Today, the European Commission has adopted a proposal for a Directive on corporate sustainability due diligence. The proposal aims to foster sustainable and responsible corporate behaviour throughout global value chains. Companies play a key role in building a sustainable economy and society. They will be required to identify and, where necessary, prevent, end or mitigate adverse impacts of their activities on human rights, such as child labour and exploitation of workers, and on the environment, for example pollution and biodiversity loss. For businesses these new rules will bring legal certainty and a level playing field. For consumers and investors they will provide more transparency. The new EU rules will advance the green transition and protect human rights in Europe and beyond.
A number of Members States have already introduced national rules on due diligence and some companies have taken measures at their own initiative. However, there is need for a larger scale improvement that is difficult to achieve with voluntary action. This proposal establishes a corporate sustainability due diligence duty to address negative human rights and environmental impacts.
The new due diligence rules will apply to the following companies and sectors:
- EU companies:
- Group 1: all EU limited liability companies of substantial size and economic power (with 500+ employees and EUR 150 million+ in net turnover worldwide).
- Group 2: Other limited liability companies operating in defined high impact sectors, which do not meet both Group 1 thresholds, but have more than 250 employees and a net turnover of EUR 40 million worldwide and more. For these companies, rules will start to apply 2 years later than for group 1.
- Non-EU companies active in the EU with turnover threshold aligned with Group 1 and 2, generated in the EU.
Small and medium enterprises (SMEs) are not directly in the scope of this proposal.
This proposal applies to the company’s own operations, their subsidiaries and their value chains (direct and indirect established business relationships). In order to comply with the corporate due diligence duty, companies need to:
- integrate due diligence into policies;
- identify actual or potential adverse human rights and environmental impacts;
- prevent or mitigate potential impacts;
- bring to an end or minimise actual impacts;
- establish and maintain a complaints procedure;
- monitor the effectiveness of the due diligence policy and measures;
- and publicly communicate on due diligence.
More concretely, this means more effective protection of human rights included in international conventions. For example, workers must have access to safe and healthy working conditions. Similarly, this proposal will help to avoid adverse environmental impacts contrary to key environmental conventions. Companies in scope will need to take appropriate measures (‘obligation of means’), in light of the severity and likelihood of different impacts, the measures available to the company in the specific circumstances, and the need to set priorities.

[Material provided]
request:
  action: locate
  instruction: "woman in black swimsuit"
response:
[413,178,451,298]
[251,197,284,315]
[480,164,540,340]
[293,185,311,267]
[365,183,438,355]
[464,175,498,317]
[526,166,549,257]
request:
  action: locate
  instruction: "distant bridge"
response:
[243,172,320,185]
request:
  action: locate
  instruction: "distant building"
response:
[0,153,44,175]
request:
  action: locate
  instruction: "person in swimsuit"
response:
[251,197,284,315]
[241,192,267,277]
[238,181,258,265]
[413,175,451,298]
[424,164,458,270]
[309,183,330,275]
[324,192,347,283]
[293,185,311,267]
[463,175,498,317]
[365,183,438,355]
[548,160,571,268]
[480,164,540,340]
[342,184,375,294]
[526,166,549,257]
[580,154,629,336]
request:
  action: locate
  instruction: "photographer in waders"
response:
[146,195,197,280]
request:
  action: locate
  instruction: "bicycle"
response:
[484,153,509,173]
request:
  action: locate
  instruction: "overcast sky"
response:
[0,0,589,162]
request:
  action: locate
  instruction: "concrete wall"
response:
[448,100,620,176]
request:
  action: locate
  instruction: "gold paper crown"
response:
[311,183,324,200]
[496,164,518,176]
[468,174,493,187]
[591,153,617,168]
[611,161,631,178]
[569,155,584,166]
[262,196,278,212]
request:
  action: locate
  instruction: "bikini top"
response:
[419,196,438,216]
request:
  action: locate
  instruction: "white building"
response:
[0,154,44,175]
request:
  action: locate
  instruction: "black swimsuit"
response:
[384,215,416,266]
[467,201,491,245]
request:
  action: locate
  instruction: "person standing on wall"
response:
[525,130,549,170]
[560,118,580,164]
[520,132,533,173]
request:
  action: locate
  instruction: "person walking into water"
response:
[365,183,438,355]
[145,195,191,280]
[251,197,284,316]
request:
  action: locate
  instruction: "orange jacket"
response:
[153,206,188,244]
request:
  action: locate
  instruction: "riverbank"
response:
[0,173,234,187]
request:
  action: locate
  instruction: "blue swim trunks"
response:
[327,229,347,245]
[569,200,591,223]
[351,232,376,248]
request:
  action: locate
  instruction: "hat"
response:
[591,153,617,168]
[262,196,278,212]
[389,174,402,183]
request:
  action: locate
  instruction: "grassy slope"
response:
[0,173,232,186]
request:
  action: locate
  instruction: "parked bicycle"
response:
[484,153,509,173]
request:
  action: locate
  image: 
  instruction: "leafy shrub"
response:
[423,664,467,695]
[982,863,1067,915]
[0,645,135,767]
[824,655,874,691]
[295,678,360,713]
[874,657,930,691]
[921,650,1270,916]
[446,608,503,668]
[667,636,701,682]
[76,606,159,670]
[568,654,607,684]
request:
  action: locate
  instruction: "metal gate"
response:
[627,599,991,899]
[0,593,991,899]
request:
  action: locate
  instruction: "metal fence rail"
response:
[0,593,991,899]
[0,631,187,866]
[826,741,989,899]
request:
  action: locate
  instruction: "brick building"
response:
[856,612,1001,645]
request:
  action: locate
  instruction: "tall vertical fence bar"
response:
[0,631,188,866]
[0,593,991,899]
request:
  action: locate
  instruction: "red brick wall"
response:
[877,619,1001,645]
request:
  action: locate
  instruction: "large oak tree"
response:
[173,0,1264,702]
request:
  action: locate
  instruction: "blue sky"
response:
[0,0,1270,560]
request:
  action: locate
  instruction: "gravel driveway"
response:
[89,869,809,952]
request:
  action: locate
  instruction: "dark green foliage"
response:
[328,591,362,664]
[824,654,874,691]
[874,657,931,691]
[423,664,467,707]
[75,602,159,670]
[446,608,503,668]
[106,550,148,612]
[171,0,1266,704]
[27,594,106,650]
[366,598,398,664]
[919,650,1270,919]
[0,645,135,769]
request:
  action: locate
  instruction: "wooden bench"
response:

[Job 1] According to the passage on the EU due diligence proposal, how much later than Group 1 do the rules start to apply to Group 2 companies?
[Job 2] Carry on the passage on the EU due diligence proposal, starting after its final sentence.

[Output 1] Two years later.

[Output 2]
National administrative authorities appointed by Member States will be responsible for supervising these new rules and may impose fines in case of non-compliance. In addition, victims will have the opportunity to take legal action for damages that could have been avoided with appropriate due diligence measures.
In addition, group 1 companies need to have a plan to ensure that their business strategy is compatible with limiting global warming to 1.5 °C in line with the Paris Agreement.
To ensure that due diligence becomes part of the whole functioning of companies, directors of companies need to be involved. This is why the proposal also introduces directors’ duties to set up and oversee the implementation of due diligence and to integrate it into the corporate strategy. In addition, when fulfilling their duty to act in the best interest of the company, directors must take into account the human rights, climate change and environmental consequences of their decisions. Where companies’ directors enjoy variable remuneration, they will be incentivised to contribute to combating climate change by reference to the corporate plan.
The proposal also includes, accompanying measures, which will support all companies, including SMEs, that may be indirectly affected. Measures include the development of individually or jointly dedicated websites, platforms or portals and potential financial support for SMEs. In order to provide support to companies the Commission may adopt guidance, including about model contract clauses. The Commission may also complement the support provided by Member States with new measures, including helping companies in third countries.
The aim of the proposal is to ensure that the Union, including both the private and public sectors, acts on the international scene in full respect of its international commitments in terms of protecting human rights and fostering sustainable development, as well as international trade rules.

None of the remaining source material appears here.